▶ _TASK_
Transcribe the records in full, keeping every character as it is.
*** Opening DATA EXTRACT ***
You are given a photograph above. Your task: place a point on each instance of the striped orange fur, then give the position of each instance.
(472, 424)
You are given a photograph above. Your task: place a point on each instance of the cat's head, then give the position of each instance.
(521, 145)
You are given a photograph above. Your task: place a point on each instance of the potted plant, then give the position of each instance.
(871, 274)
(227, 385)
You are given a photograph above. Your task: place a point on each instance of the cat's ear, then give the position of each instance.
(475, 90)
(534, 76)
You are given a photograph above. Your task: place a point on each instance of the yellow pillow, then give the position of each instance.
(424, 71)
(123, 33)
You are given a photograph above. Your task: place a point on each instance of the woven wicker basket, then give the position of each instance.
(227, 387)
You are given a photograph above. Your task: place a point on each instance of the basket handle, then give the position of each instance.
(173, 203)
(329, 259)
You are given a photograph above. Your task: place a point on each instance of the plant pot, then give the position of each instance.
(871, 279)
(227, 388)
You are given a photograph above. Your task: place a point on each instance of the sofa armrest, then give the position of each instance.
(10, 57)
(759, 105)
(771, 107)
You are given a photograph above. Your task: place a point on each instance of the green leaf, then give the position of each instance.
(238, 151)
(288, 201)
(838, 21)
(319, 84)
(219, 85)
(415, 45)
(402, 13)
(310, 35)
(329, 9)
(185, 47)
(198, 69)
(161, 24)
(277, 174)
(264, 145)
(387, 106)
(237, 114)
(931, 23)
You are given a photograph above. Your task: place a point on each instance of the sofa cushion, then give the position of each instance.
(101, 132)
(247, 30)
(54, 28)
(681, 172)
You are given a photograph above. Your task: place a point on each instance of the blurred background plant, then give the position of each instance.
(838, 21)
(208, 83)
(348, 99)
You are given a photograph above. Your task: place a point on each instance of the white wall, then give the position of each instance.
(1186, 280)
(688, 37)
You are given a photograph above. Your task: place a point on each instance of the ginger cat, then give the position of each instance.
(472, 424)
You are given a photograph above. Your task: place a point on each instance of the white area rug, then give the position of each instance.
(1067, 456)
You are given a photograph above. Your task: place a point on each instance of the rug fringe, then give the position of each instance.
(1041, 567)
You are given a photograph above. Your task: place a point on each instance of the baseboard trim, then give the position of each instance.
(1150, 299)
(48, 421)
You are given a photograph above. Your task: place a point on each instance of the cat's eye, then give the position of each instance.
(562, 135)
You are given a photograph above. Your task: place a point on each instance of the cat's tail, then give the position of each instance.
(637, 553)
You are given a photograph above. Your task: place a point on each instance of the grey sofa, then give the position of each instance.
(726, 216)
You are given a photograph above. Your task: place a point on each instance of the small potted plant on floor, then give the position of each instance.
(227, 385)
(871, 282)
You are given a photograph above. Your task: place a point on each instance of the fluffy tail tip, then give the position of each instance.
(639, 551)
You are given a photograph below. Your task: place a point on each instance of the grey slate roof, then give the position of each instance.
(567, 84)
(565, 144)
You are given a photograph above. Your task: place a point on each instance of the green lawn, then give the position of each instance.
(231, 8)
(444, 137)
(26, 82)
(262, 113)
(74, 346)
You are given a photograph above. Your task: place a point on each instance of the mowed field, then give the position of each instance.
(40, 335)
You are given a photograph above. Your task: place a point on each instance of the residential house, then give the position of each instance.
*** Closing DATA EXTRACT ***
▶ _TASK OUTPUT_
You are given a photograph above. Your task: place a point on each instance of the striped orange fur, then give the position of each instance.
(472, 424)
You are given a photograph above. Your task: place a point on each instance of the cat's head, then give the position of each instance.
(521, 145)
You are given a photograph above. Your task: place a point on each instance of the potted plant, then give the position of each instance.
(871, 274)
(227, 385)
You are given a photograph above. Your task: place a point on each instance of the cat's ear, then give the position of each instance.
(475, 90)
(534, 76)
You are given a photograph above. Your task: place a point on each instance of the yellow pillow, then give the position of each instance.
(424, 71)
(123, 33)
You are given a photograph above. Your task: place a point on each instance of the woven wicker basket, then give the position of each instance.
(227, 387)
You are given a photograph above. Your task: place a point on each instance of the basket handle, then give the position of each instance.
(173, 203)
(329, 259)
You are given a photograph above. Your task: place a point on each instance of the plant pot, then give the position of each instance.
(871, 279)
(227, 388)
You are given a photograph above. Your task: place a point on each instance of the sofa armrest, then give the position of each instance.
(10, 57)
(759, 105)
(771, 107)
You are given a photograph above. Your task: place a point on each instance of the green leaf, then give the position of each instance.
(238, 151)
(288, 201)
(838, 21)
(319, 84)
(219, 85)
(415, 45)
(402, 13)
(310, 35)
(329, 9)
(185, 47)
(198, 69)
(161, 24)
(277, 174)
(264, 145)
(387, 106)
(237, 114)
(931, 23)
You are given a photograph above. Your task: place a point on each instance of the sofa cushion, then give the position of each instance.
(101, 132)
(247, 30)
(54, 28)
(681, 172)
You are given a photograph above. Your task: place a point on each instance of the blurred background plant, then give the position of each instance.
(838, 21)
(208, 83)
(348, 99)
You are given a photograph above. Your task: place a point on each instance of the white wall, then give the position of each instance.
(1186, 280)
(688, 37)
You are given a photograph above. Your task: place a point on each instance of the ginger cat, then give the position of each instance.
(472, 424)
You are given a photograph above. Your task: place a point on each instance of the white area rug, then give the position of each instance.
(1067, 456)
You are given a photograph above. Your task: place a point on each instance of the rug fringe, then give the position of each instance.
(1041, 567)
You are given a photograph above. Your task: place a point on each instance of the baseboard trim, then give the position of each instance.
(1150, 299)
(48, 421)
You are given a photograph above. Your task: place a point on each instance of the cat's eye, then give the position of each instance.
(562, 135)
You are given a photograph above. Your task: place a point on each instance of the cat's tail, then give the position of each instance.
(637, 553)
You are given a photograph above. Your task: place a point on each instance of the grey sofa, then give the position of each instance.
(726, 216)
You are given a photograph above. Your task: place a point on each instance of the small potted plant on floor, then give the position of each instance.
(227, 385)
(871, 282)
You are given a photograph above. Your task: place a point on each instance of the fluffy tail tip, then give the position of each instance.
(639, 551)
You are given a photograph below. Your task: place a point on each instance of the grey slate roof, then give the position of each instance.
(567, 84)
(565, 144)
You are given a photograph above. Your task: place a point on each instance of the green lawn, then give the position of each instance.
(231, 8)
(444, 137)
(26, 82)
(262, 113)
(74, 346)
You are given a photograph above. Your task: place a point on each instance of the mowed field, then give the position of each instance.
(40, 335)
You are given a photograph above. Your task: place a point on each instance of the residential house, then give the position of each instance.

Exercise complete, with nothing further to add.